Document passage →
Military Officer | 7.1.13
By Alan W. Dowd

Sixty years after the armistice, so much has changed in the world. Yet so little has changed in North Korea. In a very real sense, the northern half of the Korean peninsula is frozen in time.

Perhaps the best way to illustrate this is by comparing the two Koreas. After all, here is one nationality divided into two countries, two forms of government, two economic systems. One is free, vibrant and connected to the world, the other enslaved, decaying and isolated. The difference is breathtaking.

South Korea boasts a GDP of $1.62 trillion (13th globally), a per-capita GDP of $32,400, exports of $549 billion, and a life expectancy of 79.3 years. The Freedom House “Freedom in the World” report rates South Korea among the freest countries on earth.

North Korea has a GDP of just $40 billion (103rd globally), translating into a per-capita GDP of $1,800 (197th globally). North Korea’s exports are a paltry $4.7 billion. Its people have a life expectancy of 69 years—more than 10 years less than their southern cousins. And Freedom House relegates North Korea to the “worst of the worst” category.

We sometimes overlook the real-world impact of such disparity. But consider some of the facts of daily life in North Korea. Of the 24 million people in North Korea, 16 million depend on government rations of cereals like barley, corn and rice.[i]Many North Korean children grow up without ever eating protein. The results, as James Morris observed when he was director of the World Food Program, are as tragic as they are avoidable: “The average seven-year-old North Korean boy is eight inches shorter, 20 pounds lighter and has a 10-year-shorter life expectancy than his seven-year-old counterpart in South Korea.”[ii]

Nearly a quarter-million political prisoners are rotting away in North Korean prison camps. Of course, the entire country is a prison camp: armed sentries prevent people from leaving, visiting is tightly controlled, movement and activity are constantly monitored, and life is a shadow of what it is meant to be.

Thanks to their Stalinist economy, North Koreans resort to eating “wild foods”—Pyongyang’s Orwellian euphemism for tree bark and grass—during times of scarcity.[iii]Video smuggled out of North Korea reveals footage of people begging for food and children orphaned by mass-starvation.[iv]And yet, the Kim Dynasty finds the resources to maintain the fourth-largest military on earth—a 1.1 million-man army for a country of 24 million people. Instead of feeding its people, Pyongyang spends one-third of its GDP on its armed forces, builds and launches long-range rockets, detonates nuclear bombs, and buys new tanks. North Korea has 200 more tanks today than in 2008.[v]

In recent years, North Korea has torpedoed a South Korean ship, shelled a South Korean island, announced that its “long-range rockets…will target the U.S., the sworn enemy of the Korean people,” and declared that it is no longer bound by the armistice. For the North Korean high command, it’s 1953.

We can hold out hope that the North will fall like a rotten tree rather than explode like a time bomb. But since hope is no substitute for policy, Washington must weather Pyongyang’s tantrums, shield America’s regional allies, and try to keep the powder keg from igniting and sending shrapnel in every direction. That’s how U.S. policymakers have measured success in Northeast Asia for 60 years—a low bar, to be sure. But given what Korean War II would look like, it’s a worthy goal.

[i]Associated Press, “North Korea a Grim Picture of Deprivation,” July 5, 2012.

[ii] National Public Radio, May 14, 2007.

Action item A → In the article comparing North and South Korea, what share of its GDP does Pyongyang spend on its armed forces?
Action item B → The article comparing North and South Korea names several hostile acts North Korea has committed "In recent years." List all of them.

Listed records →
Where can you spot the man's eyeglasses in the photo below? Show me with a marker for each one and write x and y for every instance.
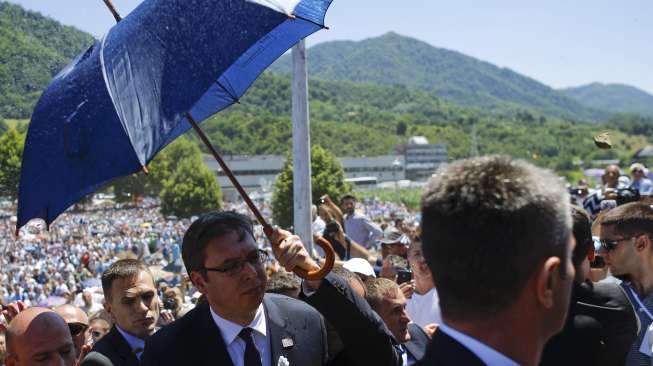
(611, 244)
(77, 328)
(255, 258)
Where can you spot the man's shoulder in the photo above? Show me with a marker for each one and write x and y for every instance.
(288, 304)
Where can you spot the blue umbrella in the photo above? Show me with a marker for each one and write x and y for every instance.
(116, 105)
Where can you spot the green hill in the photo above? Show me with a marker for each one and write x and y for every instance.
(33, 49)
(394, 59)
(613, 98)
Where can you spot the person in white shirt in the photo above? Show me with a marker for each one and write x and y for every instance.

Final answer A → One-third of its GDP.

Final answer B →
- Torpedoed a South Korean ship
- Shelled a South Korean island
- Announced that its "long-range rockets…will target the U.S., the sworn enemy of the Korean people"
- Declared that it is no longer bound by the armistice